#### [Stated problem 1]
Transcribe the rows verbatim, starting with the line that contains "Reviewer note: every instance of the woman's" and going on through the last line of the rows.

#### [Passage]
┄┄┄┄┄┄┄┄┄┄

In the first part, let's explore the offer types. Let find out the business funnel for the offers and what criteria does the offer has for the higher conversion. 

In [None]:
df.groupby('offer_id')['offer_received','offer_viewed','offer_completed'].sum().plot.bar()
plt.legend(bbox_to_anchor=(1.05, 1),loc='upper left', borderaxespad=0.);

In [None]:
offer_type_funnel = df.groupby('offer_type')['offer_received','offer_viewed','offer_completed'].sum()
offer_type_funnel

To make a fair comparison, let's find the average value of each campaign and change into percentage on funnel level.

In [None]:
#divider is the counts of each offer type
divider = portfolio.offer_type.value_counts().values

#average received,viewed,and completed value for each offer base on their type
(offer_type_funnel.T/divider).T.plot.bar()
plt.legend(bbox_to_anchor=(1.05, 1),loc='upper left', borderaxespad=0.);

Let's normalize the above value and replot them.

In [None]:
a = pd.Series((offer_type_funnel.T/divider).iloc[0]/(offer_type_funnel.T/divider).iloc[0], name = 'Received')
b = pd.Series((offer_type_funnel.T/divider).iloc[1]/(offer_type_funnel.T/divider).iloc[0], name = 'Viewed')
c = pd.Series((offer_type_funnel.T/divider).iloc[2]/(offer_type_funnel.T/divider).iloc[1], name = 'Completed')

In [None]:
ab = pd.merge(a,b, on = 'offer_type')
pd.merge(ab,c, on = 'offer_type').plot.bar()
plt.legend(bbox_to_anchor=(1.05, 1),loc='upper left', borderaxespad=0.);

From the chart above, we can see that customer seems to be most interested in BOGO offer, hence it has the highest view but it doesn't mean that it has the highest conversion. The discout type offer seems to have the highest conversion. Meanwhile, the informational offer seems to have no conversion at all, maybe because customer realized they are not gaining anything here.

┄┄┄┄┄┄┄┄┄┄

#### [Source material]
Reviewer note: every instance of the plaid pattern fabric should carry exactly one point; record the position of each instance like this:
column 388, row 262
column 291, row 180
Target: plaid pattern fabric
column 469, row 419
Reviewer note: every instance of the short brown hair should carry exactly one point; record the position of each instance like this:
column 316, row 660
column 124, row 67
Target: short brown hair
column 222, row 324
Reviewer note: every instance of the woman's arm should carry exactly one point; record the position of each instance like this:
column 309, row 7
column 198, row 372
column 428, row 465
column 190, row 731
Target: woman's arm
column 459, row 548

┄┄┄┄┄┄┄┄┄┄

#### [Stated problem 2]
Restate word for word the portion of the offer funnel analysis starting with "#average received,viewed,and completed" and going on through "on = 'offer_type').plot.bar()".

#### [Complete response 1]
Reviewer note: every instance of the woman's arm should carry exactly one point; record the position of each instance like this:
column 309, row 7
column 198, row 372
column 428, row 465
column 190, row 731
Target: woman's arm
column 459, row 548

#### [Complete response 2]
#average received,viewed,and completed value for each offer base on their type
(offer_type_funnel.T/divider).T.plot.bar()
plt.legend(bbox_to_anchor=(1.05, 1),loc='upper left', borderaxespad=0.);

Let's normalize the above value and replot them.

In [None]:
a = pd.Series((offer_type_funnel.T/divider).iloc[0]/(offer_type_funnel.T/divider).iloc[0], name = 'Received')
b = pd.Series((offer_type_funnel.T/divider).iloc[1]/(offer_type_funnel.T/divider).iloc[0], name = 'Viewed')
c = pd.Series((offer_type_funnel.T/divider).iloc[2]/(offer_type_funnel.T/divider).iloc[1], name = 'Completed')

In [None]:
ab = pd.merge(a,b, on = 'offer_type')
pd.merge(ab,c, on = 'offer_type').plot.bar()